**Article**.

# # #

When deciding where to plant your vegetable garden, choose the best available location by keeping the following factors in mind: 

  • Good soil  
  • Level ground  
  • Water supply  
  • Adequate light  
  • Close to home

Good soil

Although you may have little choice concerning the soil type available to you, you can use a simple test to find out whether your soil is in good condition for planting. Squeeze a handful of soil to test for moisture content. If the squeezed soil forms a clump, the soil is too wet to work. If you work soil that contains this much moisture, it might form into cement-like clumps that can cause problems for the remainder of the year. If the soil crumbles easily when it is squeezed, it is in an ideal condition to work. Tilling or working the soil and incorporating organic soil amendments (such as compost, lawn clippings, or peat moss) can improve poor soil and can increase yield, even in good soil. 

Level ground

Level ground is easier to prepare, plant, and irrigate than sloping ground. If you must plant on sloping ground, run rows across the slope, not up and down, to keep the soil from washing away during irrigation.

# # #

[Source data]
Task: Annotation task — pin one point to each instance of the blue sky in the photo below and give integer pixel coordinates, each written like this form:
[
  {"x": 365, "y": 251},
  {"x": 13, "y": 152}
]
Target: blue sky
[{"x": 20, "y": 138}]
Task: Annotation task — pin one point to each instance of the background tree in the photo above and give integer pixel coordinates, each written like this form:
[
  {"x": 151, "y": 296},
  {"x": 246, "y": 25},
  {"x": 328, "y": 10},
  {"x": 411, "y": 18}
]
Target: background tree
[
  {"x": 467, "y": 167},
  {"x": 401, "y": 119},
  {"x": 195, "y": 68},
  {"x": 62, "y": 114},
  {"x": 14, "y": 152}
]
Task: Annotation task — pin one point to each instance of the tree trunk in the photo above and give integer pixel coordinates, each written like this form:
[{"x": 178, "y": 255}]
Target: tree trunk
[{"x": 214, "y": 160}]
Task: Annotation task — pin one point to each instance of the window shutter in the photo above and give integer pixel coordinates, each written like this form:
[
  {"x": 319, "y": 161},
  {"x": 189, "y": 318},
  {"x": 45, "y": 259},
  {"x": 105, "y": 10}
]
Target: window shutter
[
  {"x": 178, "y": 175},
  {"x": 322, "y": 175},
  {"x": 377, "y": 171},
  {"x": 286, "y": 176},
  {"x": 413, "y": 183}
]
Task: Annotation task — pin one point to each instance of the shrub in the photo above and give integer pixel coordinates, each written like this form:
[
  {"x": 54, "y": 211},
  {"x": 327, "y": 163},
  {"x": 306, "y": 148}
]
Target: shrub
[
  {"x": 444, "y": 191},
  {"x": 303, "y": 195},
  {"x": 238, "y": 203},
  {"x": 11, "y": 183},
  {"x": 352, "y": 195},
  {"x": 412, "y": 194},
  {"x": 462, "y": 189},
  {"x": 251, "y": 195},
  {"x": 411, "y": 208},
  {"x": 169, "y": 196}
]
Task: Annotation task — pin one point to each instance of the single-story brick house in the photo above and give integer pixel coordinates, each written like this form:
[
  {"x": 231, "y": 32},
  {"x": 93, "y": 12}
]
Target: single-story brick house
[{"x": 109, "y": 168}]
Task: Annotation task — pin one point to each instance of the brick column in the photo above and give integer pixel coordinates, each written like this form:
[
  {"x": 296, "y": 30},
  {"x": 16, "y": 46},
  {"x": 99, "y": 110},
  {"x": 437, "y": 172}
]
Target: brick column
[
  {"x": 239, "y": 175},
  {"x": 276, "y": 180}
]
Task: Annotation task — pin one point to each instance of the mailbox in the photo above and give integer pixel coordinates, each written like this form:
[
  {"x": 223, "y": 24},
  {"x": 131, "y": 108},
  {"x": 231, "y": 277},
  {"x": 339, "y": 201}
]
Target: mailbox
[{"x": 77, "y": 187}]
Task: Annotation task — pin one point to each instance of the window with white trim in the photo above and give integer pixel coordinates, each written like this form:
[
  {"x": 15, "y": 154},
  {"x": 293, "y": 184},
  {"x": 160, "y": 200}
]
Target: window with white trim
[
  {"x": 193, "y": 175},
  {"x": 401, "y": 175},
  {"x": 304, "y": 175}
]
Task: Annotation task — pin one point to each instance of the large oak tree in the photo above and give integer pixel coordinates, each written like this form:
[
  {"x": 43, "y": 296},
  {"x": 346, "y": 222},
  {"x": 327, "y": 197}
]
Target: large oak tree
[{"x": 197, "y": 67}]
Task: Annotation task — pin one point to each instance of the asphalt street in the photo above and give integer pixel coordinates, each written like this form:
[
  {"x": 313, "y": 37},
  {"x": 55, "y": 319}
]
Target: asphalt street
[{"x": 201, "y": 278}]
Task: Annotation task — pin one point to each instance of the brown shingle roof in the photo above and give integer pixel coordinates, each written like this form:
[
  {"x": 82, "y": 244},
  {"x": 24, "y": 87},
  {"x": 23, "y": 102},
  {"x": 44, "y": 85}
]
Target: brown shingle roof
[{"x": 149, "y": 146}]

# # #

**Exercise requirements**. Will you quote the garden-site text word for word, starting at "Although you may" and ending at "in good soil."? The records are separate material from the garden-site text.

**Response to this exercise**.
Although you may have little choice concerning the soil type available to you, you can use a simple test to find out whether your soil is in good condition for planting. Squeeze a handful of soil to test for moisture content. If the squeezed soil forms a clump, the soil is too wet to work. If you work soil that contains this much moisture, it might form into cement-like clumps that can cause problems for the remainder of the year. If the soil crumbles easily when it is squeezed, it is in an ideal condition to work. Tilling or working the soil and incorporating organic soil amendments (such as compost, lawn clippings, or peat moss) can improve poor soil and can increase yield, even in good soil.